Recorded data:
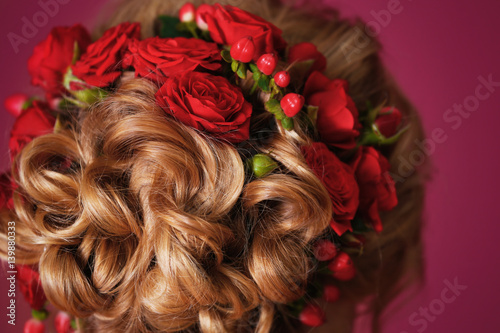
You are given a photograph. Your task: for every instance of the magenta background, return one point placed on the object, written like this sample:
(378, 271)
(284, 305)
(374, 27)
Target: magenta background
(436, 50)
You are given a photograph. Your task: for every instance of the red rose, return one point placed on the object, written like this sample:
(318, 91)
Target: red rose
(312, 315)
(158, 58)
(32, 122)
(101, 64)
(307, 51)
(337, 122)
(31, 287)
(229, 24)
(324, 250)
(208, 103)
(388, 120)
(377, 190)
(52, 57)
(338, 179)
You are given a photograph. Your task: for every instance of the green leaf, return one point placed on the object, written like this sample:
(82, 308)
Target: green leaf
(40, 314)
(166, 27)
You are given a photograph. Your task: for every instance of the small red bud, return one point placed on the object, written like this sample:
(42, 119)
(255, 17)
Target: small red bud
(187, 12)
(292, 103)
(324, 250)
(282, 79)
(14, 104)
(388, 121)
(267, 63)
(342, 267)
(200, 12)
(62, 322)
(312, 315)
(243, 49)
(34, 326)
(331, 293)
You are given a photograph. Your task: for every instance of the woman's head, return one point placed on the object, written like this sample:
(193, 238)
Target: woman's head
(139, 221)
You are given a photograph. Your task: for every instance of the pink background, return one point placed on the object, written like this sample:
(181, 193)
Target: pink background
(436, 50)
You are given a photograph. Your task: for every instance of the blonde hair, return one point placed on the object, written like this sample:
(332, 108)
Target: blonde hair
(154, 226)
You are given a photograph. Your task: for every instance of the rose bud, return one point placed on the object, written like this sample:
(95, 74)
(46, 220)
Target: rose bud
(388, 121)
(15, 104)
(331, 293)
(267, 63)
(202, 10)
(62, 322)
(187, 12)
(312, 315)
(324, 250)
(34, 326)
(243, 49)
(282, 79)
(342, 267)
(262, 165)
(292, 103)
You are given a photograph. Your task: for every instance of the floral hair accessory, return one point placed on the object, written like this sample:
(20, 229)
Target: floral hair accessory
(212, 65)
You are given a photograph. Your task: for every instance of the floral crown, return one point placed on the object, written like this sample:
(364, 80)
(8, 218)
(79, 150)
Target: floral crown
(207, 64)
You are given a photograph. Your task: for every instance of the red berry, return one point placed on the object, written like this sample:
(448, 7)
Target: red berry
(324, 250)
(307, 51)
(331, 293)
(312, 315)
(14, 104)
(62, 322)
(243, 49)
(202, 10)
(34, 326)
(187, 12)
(388, 121)
(342, 267)
(267, 63)
(292, 103)
(282, 79)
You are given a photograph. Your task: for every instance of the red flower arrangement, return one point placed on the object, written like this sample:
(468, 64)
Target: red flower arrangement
(207, 102)
(200, 84)
(159, 58)
(101, 64)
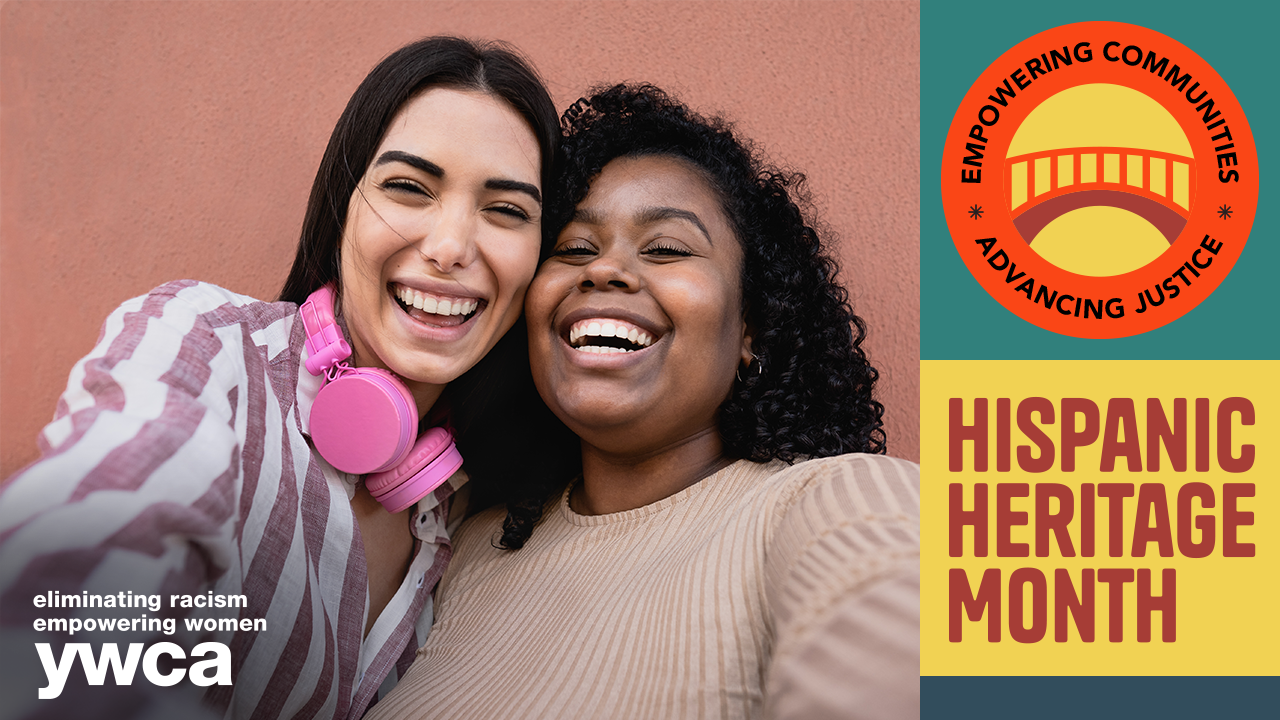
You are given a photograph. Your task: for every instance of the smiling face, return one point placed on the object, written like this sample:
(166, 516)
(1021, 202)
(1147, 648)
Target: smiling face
(635, 323)
(442, 237)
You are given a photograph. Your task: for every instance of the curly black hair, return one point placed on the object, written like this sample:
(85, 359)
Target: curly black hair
(808, 393)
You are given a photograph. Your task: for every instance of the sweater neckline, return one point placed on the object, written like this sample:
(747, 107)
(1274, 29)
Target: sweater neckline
(716, 478)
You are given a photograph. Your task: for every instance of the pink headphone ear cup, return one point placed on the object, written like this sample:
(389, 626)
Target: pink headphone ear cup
(433, 460)
(364, 422)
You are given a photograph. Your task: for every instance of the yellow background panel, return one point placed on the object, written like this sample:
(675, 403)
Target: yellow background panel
(1226, 614)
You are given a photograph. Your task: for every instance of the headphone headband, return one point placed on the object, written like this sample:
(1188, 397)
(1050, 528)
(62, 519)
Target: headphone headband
(325, 345)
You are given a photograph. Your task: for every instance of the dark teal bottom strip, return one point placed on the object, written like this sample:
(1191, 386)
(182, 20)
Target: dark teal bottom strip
(1098, 698)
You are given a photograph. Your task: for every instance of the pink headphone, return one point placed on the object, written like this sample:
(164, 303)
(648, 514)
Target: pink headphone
(364, 419)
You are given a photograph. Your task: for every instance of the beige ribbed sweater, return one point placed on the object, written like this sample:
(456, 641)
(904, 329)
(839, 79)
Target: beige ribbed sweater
(763, 589)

Written problem: Reproduce the stretch of the material from the line containing "of the sweater" through its final line, keeping every character the same.

Response to the exercise:
You are given a photograph. Your task: for every instance of the sweater neckline, return one point placed on the object, written like this sample:
(747, 107)
(1274, 29)
Target: sweater neckline
(716, 478)
You are given a photograph. Your task: for every instance of the pink headphone ear cup, return one point placed on the object, written like this sample:
(389, 626)
Target: pink headphone ear cup
(433, 460)
(364, 422)
You are given a photograph. Your task: for every instance of the yellow background panel, return one point placed on the object, written like this sample:
(675, 403)
Target: yellow background panel
(1226, 614)
You are given a photograph. Your task: for every instance of the headphone headband, return one point placed on the object, written like this sample:
(1188, 397)
(1050, 528)
(62, 519)
Target: headphone headband
(325, 345)
You are given a photograph. Your task: for every instance of the dark teal bottom strip, return one point placed on the object, written like this sample:
(1191, 386)
(182, 20)
Target: dark teal bottom strip
(1098, 698)
You are given a photograph. Your task: for every instance of the pink headphone, return one point placed on the object, written like this sample:
(164, 303)
(648, 514)
Target: pink headphone
(364, 419)
You are given a photograph. Your task: for every instance of the beige ribbed sweater, return one point placed on the object, written like this sample:
(456, 641)
(904, 329)
(839, 79)
Target: beige ribbed sweater
(763, 589)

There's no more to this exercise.